• STATED TASK 1
Count the lines of the records below that contain the word "walnut", treating case as significant, and give only that number.

─── PROVIDED PASSAGE

Alisha Piercy (AP): In L’Avventura (1960), we observe a gradual evolution of thought and the slow unfolding of a relationship between the secondary characters as they permeate a tropical landscape while looking for the main character, a sensual and aloof woman, who disappears at the outset of the film. Disappearing women is a theme in Antonioni’s films. While I find this an intriguing, artistic symbol, I also know it to be bitingly real. When I was last in the Caribbean, an ex-Playboy Bunny told me a story very matter-of-factly about a local woman who had disappeared on the island’s lowlands one night. Her vanishing was so complete that the evidence of foul-play lost all implication. While being pursued, she had made a phone call to a wrong number. The recipient of that call was so haunted by the sound of her voice that they tried for days to figure out who she was, to question the authorities, and to ask everyone on the island if they knew of anyone who had gone missing. Whoever she was, both she and her assailant seemed to have turned to vapour. I spent the rest of my trip picturing this unknown woman. What could that look like to be a middle-aged woman who recedes all of a sudden out of view? I wanted, more than anything, to imagine her still on the island somewhere, maybe hiding, but perhaps also having come back in another form.

The Playboy Bunny is a crude metaphor for how we value beauty in women above all else. Gloria Steinem’s 1963 reportage ‘A Bunny’s Tale’ gives an intimate glimpse into the Playboy machine: she became a Bunny herself, living the life secretly to get the most accurate story possible. Most of these women had to work their way up some perilous trenches, never reaching the commonly known image of being centerfold models for the magazine, and the Bunnies I know worked very hard as cigarette girls, waitresses, and card-dealers; they were objectified as desirable bodies, and sometimes also sexually exploited. That Steinem’s brilliant hands-on reportage was met with ultimate contempt—”because I had now become a Bunny—and it didn’t matter why”—still has relevance today. I wonder if the lingering image of the Bunny as the decadent, multivalent body isn’t still an authentic parody of the capitalist machine?

The Bunnies from the ’80s I’ve known are astute, resourceful, and have, for the most part, been left at one point or another by their husbands. Their transformation from glamour girls—as witnessed in their photo albums—to middle-aged women who deny their pasts, both horrifies and fascinates me. In an attempt to disassociate from an identity that is almost singularly tied to beauty—and that no longer fits with the ageing woman, there is nothing to be done but to remake themselves.

──────
─── TASK MATERIAL

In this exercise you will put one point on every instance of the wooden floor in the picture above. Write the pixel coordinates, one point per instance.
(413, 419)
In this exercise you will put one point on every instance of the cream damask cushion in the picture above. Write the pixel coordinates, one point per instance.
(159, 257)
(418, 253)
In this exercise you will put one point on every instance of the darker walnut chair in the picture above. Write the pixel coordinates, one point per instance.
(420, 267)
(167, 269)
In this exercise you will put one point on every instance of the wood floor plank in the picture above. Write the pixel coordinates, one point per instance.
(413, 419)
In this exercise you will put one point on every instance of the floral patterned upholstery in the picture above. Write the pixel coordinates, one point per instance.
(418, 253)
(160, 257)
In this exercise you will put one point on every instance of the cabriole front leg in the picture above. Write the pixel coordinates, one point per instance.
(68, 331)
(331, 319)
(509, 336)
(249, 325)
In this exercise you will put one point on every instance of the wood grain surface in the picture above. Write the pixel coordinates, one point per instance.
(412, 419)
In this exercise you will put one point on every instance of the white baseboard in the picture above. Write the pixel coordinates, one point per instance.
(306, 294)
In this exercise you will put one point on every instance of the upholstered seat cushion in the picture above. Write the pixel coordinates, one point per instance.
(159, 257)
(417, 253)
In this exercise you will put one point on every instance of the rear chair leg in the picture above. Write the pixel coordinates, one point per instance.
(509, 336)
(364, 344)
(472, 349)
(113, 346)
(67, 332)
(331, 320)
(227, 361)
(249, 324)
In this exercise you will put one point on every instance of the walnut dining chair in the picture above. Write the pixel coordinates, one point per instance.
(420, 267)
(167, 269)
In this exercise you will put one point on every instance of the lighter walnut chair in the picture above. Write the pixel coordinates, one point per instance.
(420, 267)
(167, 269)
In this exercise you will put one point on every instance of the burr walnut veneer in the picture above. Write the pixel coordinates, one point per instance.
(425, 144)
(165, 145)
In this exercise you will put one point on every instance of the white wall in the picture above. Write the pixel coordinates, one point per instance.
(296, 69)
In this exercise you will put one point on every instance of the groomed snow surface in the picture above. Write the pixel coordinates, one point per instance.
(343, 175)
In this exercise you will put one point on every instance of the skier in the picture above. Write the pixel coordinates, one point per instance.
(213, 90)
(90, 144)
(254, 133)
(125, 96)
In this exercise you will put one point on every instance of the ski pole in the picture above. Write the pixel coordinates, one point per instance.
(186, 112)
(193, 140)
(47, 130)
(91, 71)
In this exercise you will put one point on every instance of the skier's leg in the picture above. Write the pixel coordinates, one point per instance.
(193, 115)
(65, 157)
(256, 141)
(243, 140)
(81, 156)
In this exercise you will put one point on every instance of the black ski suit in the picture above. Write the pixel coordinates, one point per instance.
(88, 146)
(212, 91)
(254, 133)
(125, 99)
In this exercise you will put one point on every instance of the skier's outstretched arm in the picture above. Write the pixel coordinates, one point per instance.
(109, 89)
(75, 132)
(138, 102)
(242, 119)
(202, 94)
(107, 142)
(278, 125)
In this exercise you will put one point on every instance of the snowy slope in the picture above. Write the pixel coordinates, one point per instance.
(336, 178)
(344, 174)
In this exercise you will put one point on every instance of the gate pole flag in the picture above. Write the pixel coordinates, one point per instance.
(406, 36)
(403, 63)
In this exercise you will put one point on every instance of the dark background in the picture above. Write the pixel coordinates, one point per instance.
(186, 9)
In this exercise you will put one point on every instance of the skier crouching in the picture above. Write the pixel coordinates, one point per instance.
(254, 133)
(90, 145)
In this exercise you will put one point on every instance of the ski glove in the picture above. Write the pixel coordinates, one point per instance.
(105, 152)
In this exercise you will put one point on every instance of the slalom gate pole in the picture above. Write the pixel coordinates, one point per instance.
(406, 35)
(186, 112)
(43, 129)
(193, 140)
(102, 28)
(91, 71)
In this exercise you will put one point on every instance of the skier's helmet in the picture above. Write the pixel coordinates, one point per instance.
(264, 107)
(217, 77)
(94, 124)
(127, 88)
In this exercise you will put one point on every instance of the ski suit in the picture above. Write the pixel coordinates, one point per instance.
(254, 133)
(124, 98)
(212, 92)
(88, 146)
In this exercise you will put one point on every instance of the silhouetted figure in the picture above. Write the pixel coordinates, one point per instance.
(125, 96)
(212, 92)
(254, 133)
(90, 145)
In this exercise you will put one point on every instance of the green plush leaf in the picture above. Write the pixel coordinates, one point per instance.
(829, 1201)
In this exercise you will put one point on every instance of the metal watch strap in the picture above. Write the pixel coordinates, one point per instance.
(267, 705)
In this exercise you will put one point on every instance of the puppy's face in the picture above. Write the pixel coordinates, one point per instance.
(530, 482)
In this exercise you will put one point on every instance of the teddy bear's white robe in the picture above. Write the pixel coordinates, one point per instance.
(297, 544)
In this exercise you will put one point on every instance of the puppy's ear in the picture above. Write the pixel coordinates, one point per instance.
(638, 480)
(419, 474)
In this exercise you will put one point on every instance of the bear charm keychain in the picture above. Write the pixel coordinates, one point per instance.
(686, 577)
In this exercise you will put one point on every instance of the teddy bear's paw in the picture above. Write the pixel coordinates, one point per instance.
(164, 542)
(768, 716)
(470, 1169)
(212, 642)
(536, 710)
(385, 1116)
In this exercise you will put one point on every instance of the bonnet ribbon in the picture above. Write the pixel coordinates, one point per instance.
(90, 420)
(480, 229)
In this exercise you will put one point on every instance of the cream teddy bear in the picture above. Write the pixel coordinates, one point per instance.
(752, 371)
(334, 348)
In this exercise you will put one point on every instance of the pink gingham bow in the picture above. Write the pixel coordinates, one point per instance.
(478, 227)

──────

• STATED TASK 2
From the interview excerpt above, copy the passage word for word, starting at "The Bunnies from" and ending at "to remake themselves.".

• TASK ANSWER 1
4

• TASK ANSWER 2
The Bunnies from the ’80s I’ve known are astute, resourceful, and have, for the most part, been left at one point or another by their husbands. Their transformation from glamour girls—as witnessed in their photo albums—to middle-aged women who deny their pasts, both horrifies and fascinates me. In an attempt to disassociate from an identity that is almost singularly tied to beauty—and that no longer fits with the ageing woman, there is nothing to be done but to remake themselves.